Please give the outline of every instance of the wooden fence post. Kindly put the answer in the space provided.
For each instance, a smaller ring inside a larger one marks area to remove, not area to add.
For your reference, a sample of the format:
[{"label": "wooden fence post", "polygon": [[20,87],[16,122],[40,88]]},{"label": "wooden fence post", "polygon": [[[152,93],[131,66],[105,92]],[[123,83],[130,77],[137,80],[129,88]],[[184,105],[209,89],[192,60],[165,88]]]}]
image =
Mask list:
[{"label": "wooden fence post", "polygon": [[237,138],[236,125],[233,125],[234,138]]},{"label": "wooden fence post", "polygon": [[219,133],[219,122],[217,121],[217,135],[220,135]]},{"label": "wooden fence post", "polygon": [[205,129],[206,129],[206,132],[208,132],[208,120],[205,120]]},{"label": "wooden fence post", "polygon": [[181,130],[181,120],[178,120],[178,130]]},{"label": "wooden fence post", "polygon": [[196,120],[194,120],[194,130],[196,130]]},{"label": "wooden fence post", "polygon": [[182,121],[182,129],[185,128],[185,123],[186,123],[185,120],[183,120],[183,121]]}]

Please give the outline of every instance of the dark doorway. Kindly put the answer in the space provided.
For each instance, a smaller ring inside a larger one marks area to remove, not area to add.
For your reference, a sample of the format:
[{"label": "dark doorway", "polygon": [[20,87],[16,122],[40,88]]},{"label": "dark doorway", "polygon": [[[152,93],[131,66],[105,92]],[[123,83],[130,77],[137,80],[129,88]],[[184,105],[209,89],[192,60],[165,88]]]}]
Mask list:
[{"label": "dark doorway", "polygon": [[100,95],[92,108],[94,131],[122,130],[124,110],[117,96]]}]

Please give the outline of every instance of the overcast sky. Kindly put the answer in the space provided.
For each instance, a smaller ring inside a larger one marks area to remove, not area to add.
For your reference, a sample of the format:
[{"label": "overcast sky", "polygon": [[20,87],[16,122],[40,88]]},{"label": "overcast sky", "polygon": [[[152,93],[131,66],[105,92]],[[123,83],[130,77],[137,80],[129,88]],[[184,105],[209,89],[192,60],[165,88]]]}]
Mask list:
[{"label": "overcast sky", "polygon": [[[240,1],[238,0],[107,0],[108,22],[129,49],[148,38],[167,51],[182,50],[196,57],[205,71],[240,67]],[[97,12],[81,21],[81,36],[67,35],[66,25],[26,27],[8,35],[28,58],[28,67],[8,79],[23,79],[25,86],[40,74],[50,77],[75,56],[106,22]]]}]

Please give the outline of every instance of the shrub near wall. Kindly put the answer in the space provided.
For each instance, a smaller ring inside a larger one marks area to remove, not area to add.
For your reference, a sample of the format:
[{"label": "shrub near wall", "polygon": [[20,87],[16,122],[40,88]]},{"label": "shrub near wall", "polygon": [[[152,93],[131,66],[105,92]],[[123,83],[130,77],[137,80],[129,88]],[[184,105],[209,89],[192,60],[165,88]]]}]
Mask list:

* * *

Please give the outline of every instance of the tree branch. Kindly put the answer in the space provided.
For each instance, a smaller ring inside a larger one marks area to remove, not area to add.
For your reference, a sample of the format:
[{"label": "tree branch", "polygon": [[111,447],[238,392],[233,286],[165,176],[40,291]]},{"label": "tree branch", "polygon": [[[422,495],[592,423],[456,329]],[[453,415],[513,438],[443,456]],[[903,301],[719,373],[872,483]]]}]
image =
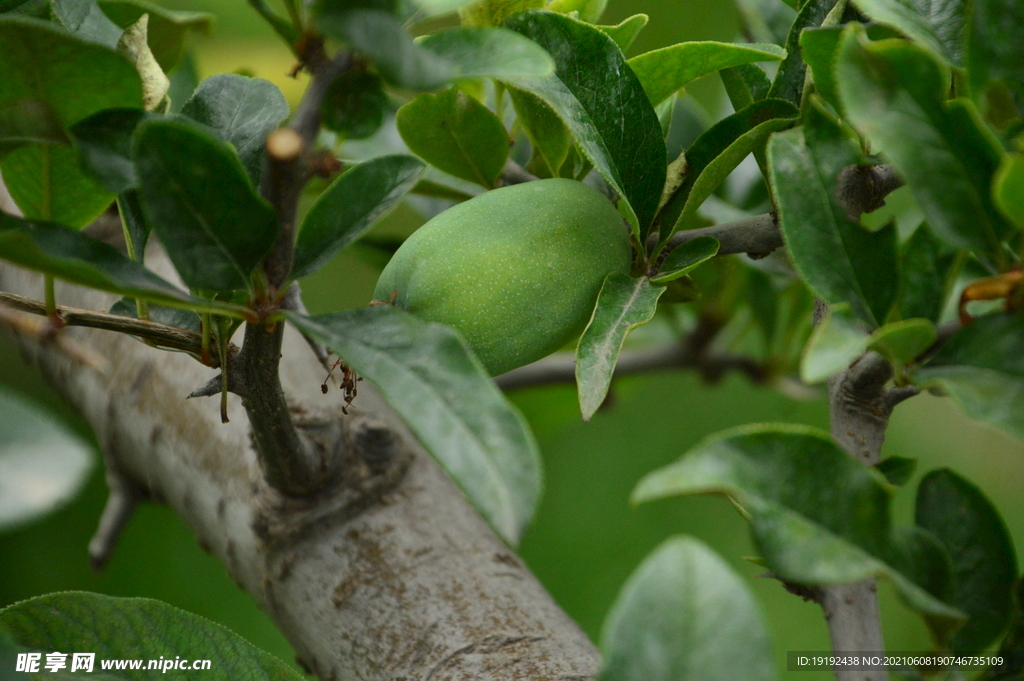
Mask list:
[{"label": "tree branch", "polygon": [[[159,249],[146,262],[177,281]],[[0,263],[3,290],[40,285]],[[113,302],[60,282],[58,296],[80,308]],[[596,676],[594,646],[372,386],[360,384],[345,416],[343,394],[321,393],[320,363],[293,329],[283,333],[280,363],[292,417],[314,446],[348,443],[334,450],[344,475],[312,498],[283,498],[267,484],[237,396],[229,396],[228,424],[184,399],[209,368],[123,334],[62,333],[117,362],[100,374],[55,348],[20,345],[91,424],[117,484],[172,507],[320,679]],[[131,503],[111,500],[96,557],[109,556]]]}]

> **TASK BRIEF**
Search the listing for the word "near", and copy every line in which it is found.

> **EXERCISE RESPONSE**
Please give the outline of every instance of the shrub near wall. Kindly put the answer in the space provided.
[{"label": "shrub near wall", "polygon": [[20,87],[16,122],[40,88]]},{"label": "shrub near wall", "polygon": [[[152,93],[131,66],[105,92]],[[123,83],[130,77],[137,80],[129,88]],[[184,105],[209,89],[192,60],[165,88]]]}]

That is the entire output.